─── Stored data ───
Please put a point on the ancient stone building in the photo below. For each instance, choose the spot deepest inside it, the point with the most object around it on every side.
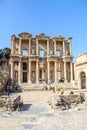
(81, 71)
(40, 59)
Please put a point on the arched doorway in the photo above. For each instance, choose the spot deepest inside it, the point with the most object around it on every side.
(83, 80)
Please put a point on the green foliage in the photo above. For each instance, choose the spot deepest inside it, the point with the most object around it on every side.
(2, 104)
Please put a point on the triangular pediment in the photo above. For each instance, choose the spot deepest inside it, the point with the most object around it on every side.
(25, 35)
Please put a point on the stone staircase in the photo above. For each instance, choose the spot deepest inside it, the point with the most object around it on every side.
(44, 86)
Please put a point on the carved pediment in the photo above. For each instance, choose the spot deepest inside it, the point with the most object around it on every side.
(42, 36)
(59, 37)
(25, 35)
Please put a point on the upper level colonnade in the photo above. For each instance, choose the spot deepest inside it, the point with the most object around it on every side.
(26, 45)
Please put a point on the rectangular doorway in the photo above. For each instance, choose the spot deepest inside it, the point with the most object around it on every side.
(24, 77)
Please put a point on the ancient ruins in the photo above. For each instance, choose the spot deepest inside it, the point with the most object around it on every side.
(41, 59)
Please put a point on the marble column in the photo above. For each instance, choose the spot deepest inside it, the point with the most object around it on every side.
(47, 46)
(19, 73)
(63, 48)
(48, 71)
(12, 46)
(71, 71)
(37, 47)
(19, 46)
(29, 46)
(70, 46)
(54, 47)
(65, 76)
(12, 70)
(29, 72)
(55, 70)
(37, 72)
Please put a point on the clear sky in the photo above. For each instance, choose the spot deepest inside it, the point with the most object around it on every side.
(52, 17)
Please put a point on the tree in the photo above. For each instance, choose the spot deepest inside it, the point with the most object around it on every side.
(1, 53)
(7, 52)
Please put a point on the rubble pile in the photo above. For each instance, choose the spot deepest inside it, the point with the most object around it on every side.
(65, 102)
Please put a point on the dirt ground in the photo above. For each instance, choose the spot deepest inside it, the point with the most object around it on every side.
(36, 114)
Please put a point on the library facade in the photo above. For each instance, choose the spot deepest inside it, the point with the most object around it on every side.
(41, 59)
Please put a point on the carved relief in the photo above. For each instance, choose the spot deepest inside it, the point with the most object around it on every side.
(25, 35)
(42, 36)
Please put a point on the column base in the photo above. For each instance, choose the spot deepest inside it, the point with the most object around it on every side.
(48, 81)
(65, 81)
(37, 82)
(29, 81)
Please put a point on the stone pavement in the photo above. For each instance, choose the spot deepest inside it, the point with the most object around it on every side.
(39, 116)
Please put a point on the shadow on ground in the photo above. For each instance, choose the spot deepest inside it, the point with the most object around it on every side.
(25, 107)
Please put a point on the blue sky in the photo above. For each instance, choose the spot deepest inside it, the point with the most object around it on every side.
(52, 17)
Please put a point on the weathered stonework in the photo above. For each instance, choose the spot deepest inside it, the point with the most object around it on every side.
(81, 71)
(40, 59)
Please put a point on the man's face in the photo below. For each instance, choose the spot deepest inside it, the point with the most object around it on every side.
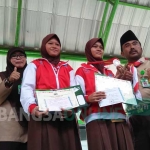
───
Task to complete: Retype the records above exactly, starting at the line that contains "Please put a point on the column" and going through the last line, and leave out any pictures.

Answer to the exercise:
Please put a point on the column base in the photo above. For each instance, choose the spot deepest inside it, the point with the most object around it on every side.
(48, 81)
(65, 81)
(37, 82)
(29, 81)
Please put a point on the stone pavement in the photo above. For each instance, choose the spot deepest inside it, the point with the most object around it on every side.
(39, 116)
Please put a point on the shadow on ground in the photo above. For each instance, choose the spot deepest inside it, the point with the most object around it on every side.
(25, 107)
Please put a point on the blue sky in the photo above. For each instance, choose the spot deepest inside it, the point with the most object around it on every side.
(52, 17)
Please put a point on the weathered stonework in the photo above. For each instance, choose the spot deepest inside it, the point with the most object around it on every side.
(81, 71)
(40, 59)
Please put a point on the man's face in the photo below. For each instance, choose the spot deepest inside it, the point with the most object around it on every side.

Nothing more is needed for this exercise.